> Set of tasks
- a) Reproduce the passage of the blog post about the panto band and Mum that starts at "So, for anyone" and ends at "should sound good.", word for word.
- b) In one to three sentences, state the reasons the blog post about the panto band and Mum gives for why the writer is excited about starting the podcast.

It’s panto season – oh yes, it is. Come on, you knew I wouldn’t be able to resist that one. Oh, you didn’t? Oh yes you … OK, OK, I’ll stop now. We rehearsed our panto band last night in our little terraced house – 2 violins, French horn, clarinet, piano, bass and drums until 9.30pm. Well, you wouldn’t want to upset your neighbours with loud noises, raucous laughter and feel-good fun for too long now, would you? Mum would have loved it – even though she couldn’t really play an instrument (apart from a one-chord version of Danny Boy), she had a great singing voice which often wandered into Hinge & Bracket territory and for anyone NOT as old as me, H & B were a brilliant piano & singing duo who sang comedy songs in full falsetto and size 12 heels. Look them up on Youtube – you won’t be disappointed. I met them both once while working as a producer for Radio 2 – they were in normal man clothes in the studio and switched seamlessly into drag voices when the microphone was on. We were stuck for decent phone-in guests, so I roped Mum in as part of the show. It was a risky plan, but it worked brilliantly as she asked them a few questions that really made them laugh. “Hello ladies – where do you buy your pants?” was the first question. Followed by “Can you teach my daughter how to sing properly?” thus completely giving the game away when they asked who her daughter was. “The beautiful lady bossing you about.” was her answer before telling them that she had to go because her toast was on fire. Mum taught me the very essence of taking risks. She did it all the time without probably understanding that they WERE risks as her mental health condition didn’t really compute embarrassing behaviour with “normal” social interactions. Wonderful woman. Even though she did get me severely admonished for not using proper audience members as part of my programme. Hey ho, I survived.
I often think about that moment and when clearing out Mum’s house, we found a whole cabinet full of cassette tapes (youngsters look this up on Youtube). We found that she’d recorded nearly every show I’d ever produced. She loved the radio so I’m planning, along with a very dear friend and colleague who’s mother was equally chaotic, to start a podcast to share stories and compare notes with other people around the world. It’s so exciting because a) it’ll be a wonderful way to speak to people about their own mother/child relationship and b) I’ll be going back to my radio roots at long last.
Would you want to share your own stories? The more the better. Hopefully some of the stories will make you smile, others may draw a tear, but most importantly these stories aim to heal. Maybe even help restore and transform relationships that may have lost their way a little. Those who’ve read this blog will realise that my relationship with my troubled mum was completely transformed once I understood fully how ill she’d been throughout her life. Mental illness was a far bigger part of Mum’s world that I’d ever really understood and it took until she was 80 for her to be diagnosed, supported and looked after until she passed away last year.
So, for anyone interested in seeing a panto with a band bigger than most professional shows on the circuit this year (apart, maybe the band at The Palladium), it’s Aladdin with The Guild Players from 5th – 7th December. My wonderful husband and MD, Tony Clout has spent weeks getting the arrangements together and 70% of the band are pros, so it should sound good.
If you come, say hello – I’ll be the one bossing everyone about.

> Material shown
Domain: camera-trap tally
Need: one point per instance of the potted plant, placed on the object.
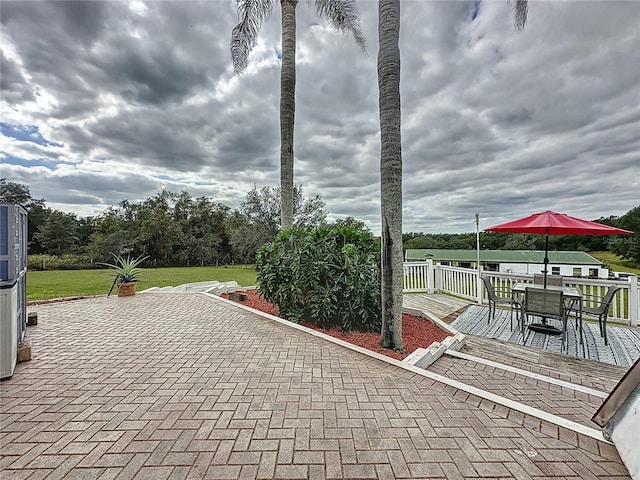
(127, 274)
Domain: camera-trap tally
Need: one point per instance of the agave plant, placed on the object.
(126, 269)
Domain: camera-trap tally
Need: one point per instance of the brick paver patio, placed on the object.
(188, 386)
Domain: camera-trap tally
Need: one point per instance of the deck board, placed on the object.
(437, 304)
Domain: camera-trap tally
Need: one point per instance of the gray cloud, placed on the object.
(141, 96)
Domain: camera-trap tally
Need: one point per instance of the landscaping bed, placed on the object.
(417, 332)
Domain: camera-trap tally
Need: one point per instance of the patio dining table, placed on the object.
(574, 304)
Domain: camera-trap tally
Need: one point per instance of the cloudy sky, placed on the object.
(105, 101)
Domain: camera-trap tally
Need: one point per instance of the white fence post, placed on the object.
(430, 275)
(634, 303)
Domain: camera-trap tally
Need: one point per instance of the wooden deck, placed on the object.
(445, 307)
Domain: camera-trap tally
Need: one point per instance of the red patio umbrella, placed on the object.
(552, 223)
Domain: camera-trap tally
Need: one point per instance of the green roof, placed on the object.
(502, 256)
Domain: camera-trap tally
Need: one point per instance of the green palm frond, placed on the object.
(343, 15)
(252, 14)
(520, 10)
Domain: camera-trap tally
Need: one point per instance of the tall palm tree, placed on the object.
(342, 15)
(391, 165)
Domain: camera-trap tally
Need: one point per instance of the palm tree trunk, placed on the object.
(390, 172)
(287, 110)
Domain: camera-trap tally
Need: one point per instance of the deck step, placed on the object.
(563, 399)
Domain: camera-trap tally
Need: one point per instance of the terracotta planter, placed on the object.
(126, 289)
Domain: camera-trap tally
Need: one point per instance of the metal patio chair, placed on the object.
(495, 299)
(602, 310)
(548, 304)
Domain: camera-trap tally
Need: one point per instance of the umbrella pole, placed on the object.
(546, 257)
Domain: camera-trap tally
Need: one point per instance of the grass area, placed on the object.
(44, 285)
(615, 263)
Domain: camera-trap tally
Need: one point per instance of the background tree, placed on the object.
(628, 246)
(391, 165)
(341, 15)
(58, 234)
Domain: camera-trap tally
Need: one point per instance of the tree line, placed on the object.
(176, 229)
(172, 229)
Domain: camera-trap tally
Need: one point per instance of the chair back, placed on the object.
(544, 303)
(552, 280)
(555, 280)
(491, 292)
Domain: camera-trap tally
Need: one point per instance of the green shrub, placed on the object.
(328, 275)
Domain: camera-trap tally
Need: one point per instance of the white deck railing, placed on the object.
(464, 282)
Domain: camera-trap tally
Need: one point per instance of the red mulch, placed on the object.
(417, 332)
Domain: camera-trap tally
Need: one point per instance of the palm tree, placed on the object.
(391, 165)
(341, 14)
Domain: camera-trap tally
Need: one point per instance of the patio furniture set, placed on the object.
(550, 300)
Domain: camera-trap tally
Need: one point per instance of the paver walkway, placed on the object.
(188, 386)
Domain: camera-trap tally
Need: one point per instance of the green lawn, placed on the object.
(43, 285)
(616, 263)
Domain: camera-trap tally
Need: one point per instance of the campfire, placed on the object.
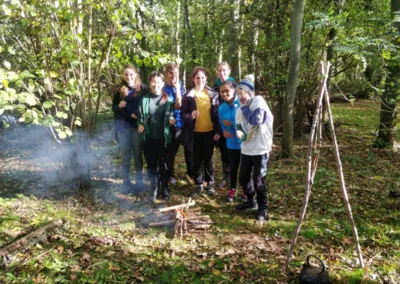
(181, 217)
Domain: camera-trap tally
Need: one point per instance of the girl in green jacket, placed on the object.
(156, 115)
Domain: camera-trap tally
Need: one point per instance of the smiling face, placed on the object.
(173, 76)
(223, 72)
(130, 76)
(156, 85)
(243, 96)
(227, 93)
(199, 80)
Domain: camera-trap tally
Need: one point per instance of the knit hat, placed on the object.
(247, 84)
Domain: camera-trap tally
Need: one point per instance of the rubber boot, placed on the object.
(154, 188)
(165, 192)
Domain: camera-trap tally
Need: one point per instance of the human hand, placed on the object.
(227, 134)
(239, 134)
(141, 128)
(195, 114)
(227, 123)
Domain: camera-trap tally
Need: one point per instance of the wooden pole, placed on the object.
(342, 182)
(310, 164)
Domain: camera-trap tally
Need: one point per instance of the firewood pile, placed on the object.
(183, 219)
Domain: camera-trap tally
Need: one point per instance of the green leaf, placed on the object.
(60, 114)
(62, 135)
(11, 50)
(138, 36)
(30, 99)
(47, 104)
(7, 64)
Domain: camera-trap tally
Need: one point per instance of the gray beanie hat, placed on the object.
(247, 84)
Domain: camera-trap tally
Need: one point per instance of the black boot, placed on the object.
(165, 193)
(261, 215)
(154, 188)
(251, 204)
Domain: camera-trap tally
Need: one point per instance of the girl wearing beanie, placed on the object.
(223, 70)
(254, 122)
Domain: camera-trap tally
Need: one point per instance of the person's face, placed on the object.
(223, 72)
(200, 80)
(130, 77)
(243, 96)
(227, 93)
(156, 85)
(173, 76)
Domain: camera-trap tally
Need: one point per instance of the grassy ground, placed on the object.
(103, 239)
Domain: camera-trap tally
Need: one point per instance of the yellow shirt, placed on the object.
(203, 123)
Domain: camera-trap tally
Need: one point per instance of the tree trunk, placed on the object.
(234, 50)
(253, 50)
(294, 65)
(189, 27)
(177, 30)
(388, 115)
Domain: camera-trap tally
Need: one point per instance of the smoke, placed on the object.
(32, 157)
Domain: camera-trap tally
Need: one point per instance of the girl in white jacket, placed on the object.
(254, 122)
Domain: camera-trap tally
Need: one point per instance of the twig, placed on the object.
(29, 239)
(185, 205)
(310, 169)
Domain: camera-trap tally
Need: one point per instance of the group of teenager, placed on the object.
(155, 121)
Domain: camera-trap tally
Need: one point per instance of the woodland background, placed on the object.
(60, 61)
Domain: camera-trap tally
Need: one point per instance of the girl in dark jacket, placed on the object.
(156, 115)
(223, 70)
(201, 129)
(126, 107)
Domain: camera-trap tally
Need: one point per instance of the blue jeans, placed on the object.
(131, 144)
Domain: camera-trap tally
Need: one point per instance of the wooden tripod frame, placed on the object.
(312, 163)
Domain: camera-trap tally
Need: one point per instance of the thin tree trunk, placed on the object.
(294, 65)
(177, 31)
(389, 114)
(234, 50)
(311, 165)
(189, 27)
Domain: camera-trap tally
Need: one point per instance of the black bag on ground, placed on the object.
(313, 274)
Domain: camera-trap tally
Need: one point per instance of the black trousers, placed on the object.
(224, 156)
(155, 153)
(203, 150)
(234, 158)
(251, 178)
(173, 148)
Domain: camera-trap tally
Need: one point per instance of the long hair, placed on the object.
(196, 70)
(158, 74)
(224, 63)
(138, 81)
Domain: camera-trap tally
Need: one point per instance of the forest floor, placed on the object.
(103, 239)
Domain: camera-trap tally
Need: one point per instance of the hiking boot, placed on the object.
(139, 188)
(197, 190)
(231, 195)
(189, 179)
(165, 193)
(223, 183)
(126, 188)
(211, 189)
(154, 188)
(172, 180)
(244, 197)
(261, 215)
(249, 205)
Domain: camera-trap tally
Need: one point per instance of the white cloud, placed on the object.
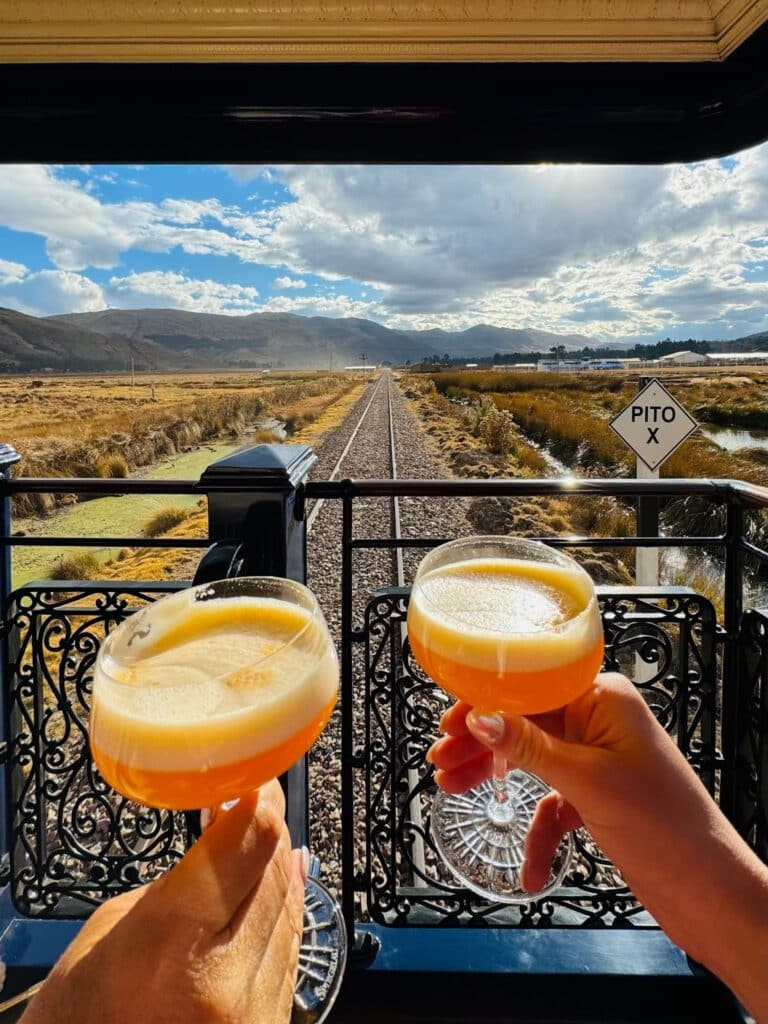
(11, 271)
(164, 288)
(51, 292)
(289, 283)
(607, 251)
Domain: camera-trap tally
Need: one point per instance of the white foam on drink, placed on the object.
(506, 614)
(223, 679)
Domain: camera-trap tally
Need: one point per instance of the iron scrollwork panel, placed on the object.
(663, 640)
(74, 842)
(752, 737)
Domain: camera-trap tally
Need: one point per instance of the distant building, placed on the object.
(615, 363)
(737, 358)
(682, 359)
(562, 366)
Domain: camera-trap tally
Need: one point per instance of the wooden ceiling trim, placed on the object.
(375, 30)
(736, 20)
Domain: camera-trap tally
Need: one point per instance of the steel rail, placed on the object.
(419, 875)
(321, 501)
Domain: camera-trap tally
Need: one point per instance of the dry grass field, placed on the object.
(110, 425)
(569, 414)
(310, 404)
(535, 424)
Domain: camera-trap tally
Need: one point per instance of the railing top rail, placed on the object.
(750, 494)
(718, 491)
(97, 485)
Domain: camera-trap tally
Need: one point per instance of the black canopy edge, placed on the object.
(385, 113)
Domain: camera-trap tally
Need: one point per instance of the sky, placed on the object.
(614, 253)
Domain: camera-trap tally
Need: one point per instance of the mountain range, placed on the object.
(175, 339)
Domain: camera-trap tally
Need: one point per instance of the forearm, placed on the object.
(714, 904)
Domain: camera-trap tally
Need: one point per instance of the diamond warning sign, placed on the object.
(653, 424)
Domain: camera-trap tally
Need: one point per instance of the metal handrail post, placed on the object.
(732, 622)
(8, 458)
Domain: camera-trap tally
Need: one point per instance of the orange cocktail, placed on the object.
(200, 698)
(508, 626)
(508, 635)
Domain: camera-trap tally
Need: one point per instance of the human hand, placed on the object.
(615, 770)
(216, 939)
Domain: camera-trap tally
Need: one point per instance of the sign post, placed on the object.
(653, 425)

> Solutions per task
- a)
So, for anyone interested in seeing a panto with a band bigger than most professional shows on the circuit this year (apart, maybe the band at The Palladium), it’s Aladdin with The Guild Players from 5th – 7th December. My wonderful husband and MD, Tony Clout has spent weeks getting the arrangements together and 70% of the band are pros, so it should sound good.

- b) The podcast will be a wonderful way to talk with people about their own mother/child relationships. It will also take the writer back to their radio roots at long last.